• WHAT YOU NEED TO DO:
Before copying, remove every picture, and then repeat all entries below precisely as written.

• MATERIAL FOR THIS TASK:
::::::::

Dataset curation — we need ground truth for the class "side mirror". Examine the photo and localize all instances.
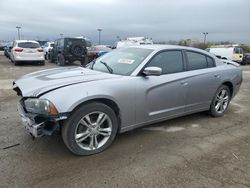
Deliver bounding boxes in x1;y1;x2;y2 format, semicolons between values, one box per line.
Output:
143;66;162;76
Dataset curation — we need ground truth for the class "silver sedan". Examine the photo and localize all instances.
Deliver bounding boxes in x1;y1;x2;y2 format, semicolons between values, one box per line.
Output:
13;45;242;155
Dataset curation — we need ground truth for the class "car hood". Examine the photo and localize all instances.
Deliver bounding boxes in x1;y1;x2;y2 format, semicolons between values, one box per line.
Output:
13;66;120;97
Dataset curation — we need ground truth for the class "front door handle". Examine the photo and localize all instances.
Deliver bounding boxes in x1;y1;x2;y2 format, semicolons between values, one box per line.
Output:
181;81;188;86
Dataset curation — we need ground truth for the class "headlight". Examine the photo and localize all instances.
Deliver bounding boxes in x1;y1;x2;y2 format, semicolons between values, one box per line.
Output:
24;98;58;116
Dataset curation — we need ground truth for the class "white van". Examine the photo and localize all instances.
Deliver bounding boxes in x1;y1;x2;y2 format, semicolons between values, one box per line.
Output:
116;37;153;48
206;46;243;64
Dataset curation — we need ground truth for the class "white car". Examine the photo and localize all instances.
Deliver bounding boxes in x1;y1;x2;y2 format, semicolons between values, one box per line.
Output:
43;42;54;60
10;40;45;65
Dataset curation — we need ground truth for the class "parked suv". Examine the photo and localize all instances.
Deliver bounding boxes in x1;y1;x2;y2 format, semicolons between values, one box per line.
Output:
49;38;87;66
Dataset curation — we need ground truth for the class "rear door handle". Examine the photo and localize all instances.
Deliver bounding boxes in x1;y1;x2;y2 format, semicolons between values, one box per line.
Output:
214;74;221;78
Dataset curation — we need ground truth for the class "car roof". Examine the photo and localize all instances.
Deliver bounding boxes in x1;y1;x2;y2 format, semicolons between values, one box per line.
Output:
128;44;214;56
15;40;39;43
132;44;200;51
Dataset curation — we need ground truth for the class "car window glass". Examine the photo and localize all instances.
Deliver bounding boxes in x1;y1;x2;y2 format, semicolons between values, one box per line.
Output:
86;40;92;47
147;50;184;74
91;48;153;75
18;42;40;48
207;56;215;68
234;48;243;54
187;51;207;70
61;39;64;47
234;48;239;54
58;40;62;47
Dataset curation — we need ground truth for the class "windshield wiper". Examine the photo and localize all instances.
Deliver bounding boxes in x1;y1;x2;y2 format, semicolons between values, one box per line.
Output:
100;61;113;74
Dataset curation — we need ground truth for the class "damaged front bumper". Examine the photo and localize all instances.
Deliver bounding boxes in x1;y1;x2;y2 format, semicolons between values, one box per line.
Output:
17;101;67;138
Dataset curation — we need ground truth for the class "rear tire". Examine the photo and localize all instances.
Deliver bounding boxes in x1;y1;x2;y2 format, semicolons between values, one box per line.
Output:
209;85;231;117
62;102;118;156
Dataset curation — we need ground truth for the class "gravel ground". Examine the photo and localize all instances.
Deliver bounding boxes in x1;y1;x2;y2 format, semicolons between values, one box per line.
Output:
0;55;250;188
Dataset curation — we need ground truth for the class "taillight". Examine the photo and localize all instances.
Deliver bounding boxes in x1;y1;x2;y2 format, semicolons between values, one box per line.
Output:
37;48;43;52
15;48;23;52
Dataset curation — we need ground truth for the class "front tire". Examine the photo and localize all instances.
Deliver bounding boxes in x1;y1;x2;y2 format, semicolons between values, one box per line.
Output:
209;85;231;117
62;102;118;156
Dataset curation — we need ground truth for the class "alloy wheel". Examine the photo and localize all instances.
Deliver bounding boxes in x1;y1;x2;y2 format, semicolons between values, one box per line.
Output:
74;111;112;151
214;89;229;113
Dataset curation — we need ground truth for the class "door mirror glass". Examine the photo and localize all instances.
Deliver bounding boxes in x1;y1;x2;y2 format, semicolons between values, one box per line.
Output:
143;67;162;76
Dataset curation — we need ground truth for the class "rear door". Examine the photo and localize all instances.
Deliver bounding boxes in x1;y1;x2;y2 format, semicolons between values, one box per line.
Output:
184;51;221;112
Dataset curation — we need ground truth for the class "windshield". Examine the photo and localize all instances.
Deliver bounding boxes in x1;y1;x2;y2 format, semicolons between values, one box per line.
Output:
88;47;153;75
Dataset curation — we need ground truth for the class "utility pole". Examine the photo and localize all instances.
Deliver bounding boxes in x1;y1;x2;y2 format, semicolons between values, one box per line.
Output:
97;29;102;45
203;32;208;44
16;26;21;40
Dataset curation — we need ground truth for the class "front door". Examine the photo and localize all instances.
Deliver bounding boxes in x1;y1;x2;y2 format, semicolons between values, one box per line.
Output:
135;50;188;124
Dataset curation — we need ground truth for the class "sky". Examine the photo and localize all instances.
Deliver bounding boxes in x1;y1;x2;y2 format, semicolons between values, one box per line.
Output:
0;0;250;45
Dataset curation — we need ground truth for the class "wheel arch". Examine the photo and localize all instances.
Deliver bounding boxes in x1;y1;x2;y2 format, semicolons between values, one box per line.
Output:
222;81;234;97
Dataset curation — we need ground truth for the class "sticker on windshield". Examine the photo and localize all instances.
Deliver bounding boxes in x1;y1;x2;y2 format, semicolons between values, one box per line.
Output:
118;59;135;64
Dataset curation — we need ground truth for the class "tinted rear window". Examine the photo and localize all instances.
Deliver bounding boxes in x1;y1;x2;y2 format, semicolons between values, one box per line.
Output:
187;51;207;70
18;42;40;48
65;39;85;46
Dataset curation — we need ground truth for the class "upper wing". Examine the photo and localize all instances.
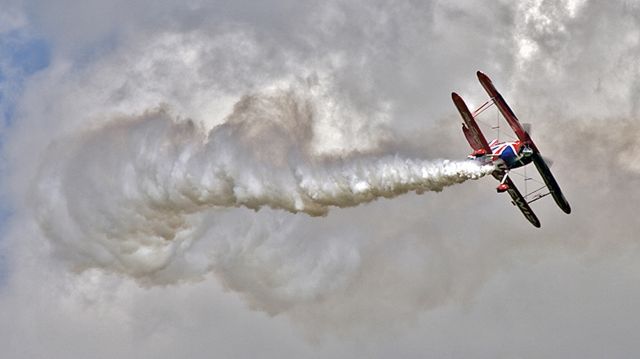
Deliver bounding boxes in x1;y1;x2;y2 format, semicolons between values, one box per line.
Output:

::::::::

• RESPONSE:
Dataset curation — we need ground truth for the class "side mirror". Examine the photo and localize all instances.
Deliver bounding boxes in x1;y1;x2;y2 format, semicolons between values, one box per line.
Output:
143;66;162;76
Dataset curation — we need ground truth for the class "silver sedan". Examine the photo and localize all instances.
Deliver bounding boxes in x1;y1;x2;y2 format, semicolons between values, one box per line.
Output:
13;45;242;155
Dataset curation — we need ground truth for the class "car hood". Examine the photo and localize all instances.
Deliver bounding boxes in x1;y1;x2;y2 format, semicolons between values, one box per line.
Output:
13;66;120;97
Dataset curation — we need ground truth for the class "front door handle". Examine the photo and localize all instances.
Deliver bounding boxes in x1;y1;x2;y2 format, semicolons between values, one box per line.
Output:
181;81;188;86
Dataset curation — we need ground truth for the class "headlight". Examine the photo and localize all instances.
Deliver bounding boxes in x1;y1;x2;y2 format, semicolons between values, one box per line.
Output:
24;98;58;116
Dataset curation — we need ground truth for the class "white van". Examine the photo and localize all instances.
Deliver bounding boxes in x1;y1;x2;y2 format, semicolons between values, one box per line.
Output:
116;37;153;48
206;46;243;64
Dataset curation — we need ground truth for the class "white car". Examine the photo and localize all instances.
Deliver bounding boxes in x1;y1;x2;y2 format, semicolons between values, one box per line.
Output:
43;42;54;60
10;40;45;65
Dataset curation — we need ground truth for the class "parked suv". Examine the photo and localize all instances.
Deliver bounding boxes in x1;y1;x2;y2 format, semicolons between values, one box per line.
Output:
49;38;87;66
Dataset curation — we need ground truth for the class "rear door handle". Examine the photo and localize all instances.
Deliver bounding boxes in x1;y1;x2;y2 format, semicolons between values, one box per line.
Output:
214;74;221;78
Dataset curation — we need ground truth for the class "car roof". Examine the photo and localize all instances.
Deliver bounding boxes in x1;y1;x2;y2 format, semicolons between values, one box per line.
Output:
128;44;214;56
15;40;39;43
132;44;200;51
Dataset curation — we need ground truth for the class "car window glass". Examine the photo and localize all instances.
Deliver bounding boxes in x1;y1;x2;y2 format, semicolons between values, one box per line.
Output:
86;40;92;47
147;50;184;74
91;48;153;75
18;42;40;48
207;56;215;68
234;48;243;54
187;51;207;70
61;39;64;47
234;48;239;54
58;40;62;47
Dataset curation — we need ground truth for the class "windshield wiper". Examine the photo and localize all instances.
Deliver bounding boxes in x1;y1;x2;y2 format, semicolons between values, one box per line.
Output:
100;61;113;74
Dataset curation — we need ground truth for the class "damaged front bumper". Examine the photo and localize all instances.
Deliver bounding boxes in x1;y1;x2;y2 format, semicolons between values, one box per line.
Output:
17;101;67;138
Dataset curation — we need ground truth for the class "rear tire". Examine the photo and localize all instances.
Deliver bounding boxes in x1;y1;x2;y2 format, semicolons between values, one box per line.
Output:
209;85;231;117
62;102;118;156
Dataset curation — we need ground truth for the class "gravel ground". Examine the photo and localize all instances.
Deliver bounding boxes in x1;y1;x2;y2 format, semicolons between values, one box per line.
Output:
0;55;250;188
Dataset curation — we need ground truth for the class "taillight". Examine the photo and localize all instances.
Deliver bounding boxes in x1;y1;x2;y2 format, semicolons between values, one box per line.
Output:
37;48;43;52
15;48;23;52
Dataset curation — we need ground truth for the class "front tire". Examine the photo and localize all instances.
Deliver bounding boxes in x1;y1;x2;y2 format, semicolons between values, one box per line.
Output:
209;85;231;117
62;102;118;156
Dataset curation — we need ground truth for the class "alloy wheel". Examine the photo and localize all instances.
Deliver bounding boxes in x1;y1;x2;y2 format, semicolons between values, one box per line.
Output:
74;111;112;151
214;89;229;113
Dataset curation — we need ground truth for the class "door mirror glass". Examine the photo and localize all instances.
Deliver bounding boxes in x1;y1;x2;y2 format, semicolons between values, one box per line.
Output:
143;67;162;76
Dataset curation — we need ground truth for the class "rear door". Examine the photo and localize all instances.
Deliver bounding boxes in x1;y1;x2;y2 format, semicolons between values, one box per line.
Output:
184;51;221;112
Dataset curation — we need ground truth for the class "windshield". Examine the photo and localize all instances.
Deliver bounding boxes in x1;y1;x2;y2 format, semicolons between values, one box per line.
Output:
88;47;153;75
Dataset curation — we need ground truth for the class "utility pole". Examine the photo and localize all instances.
Deliver bounding boxes in x1;y1;x2;y2 format, semicolons between values, one box per line.
Output:
97;29;102;45
203;32;208;44
16;26;21;40
Dataset curation — we need ground truth for the class "front door". Examine the photo and localize all instances.
Deliver bounding boxes in x1;y1;x2;y2 format, semicolons between values, one box per line.
Output:
135;50;188;124
Dataset curation — we need ground truth for the class "sky". Examine the photo and localize all instances.
Deliver bounding boxes in x1;y1;x2;y2 format, semicolons between values, one box per line.
Output:
0;0;250;45
Dataset curation — we need ground truth for the class "wheel arch". Examine the photo and localize all instances.
Deliver bounding boxes in x1;y1;x2;y2 format, semicolons between values, one box per line.
Output:
222;81;234;97
Dataset curation — we need ground truth for the class "sticker on windshield". Examine the photo and localize all instances.
Deliver bounding boxes in x1;y1;x2;y2 format, semicolons between values, one box per line.
Output:
118;59;135;64
Dataset curation — we need ground truth for the class "tinted rear window". Examine the photo and localize all instances.
Deliver bounding boxes in x1;y1;x2;y2 format, semicolons between values, one box per line.
Output:
187;51;207;70
18;42;40;48
65;39;85;46
Dataset curation — we need ground truth for the class "upper wing". Examine the photo and localize all instances.
Deliver bounding boxes in x1;y1;x2;y2 format, semicolons between values, one box per line.
Output:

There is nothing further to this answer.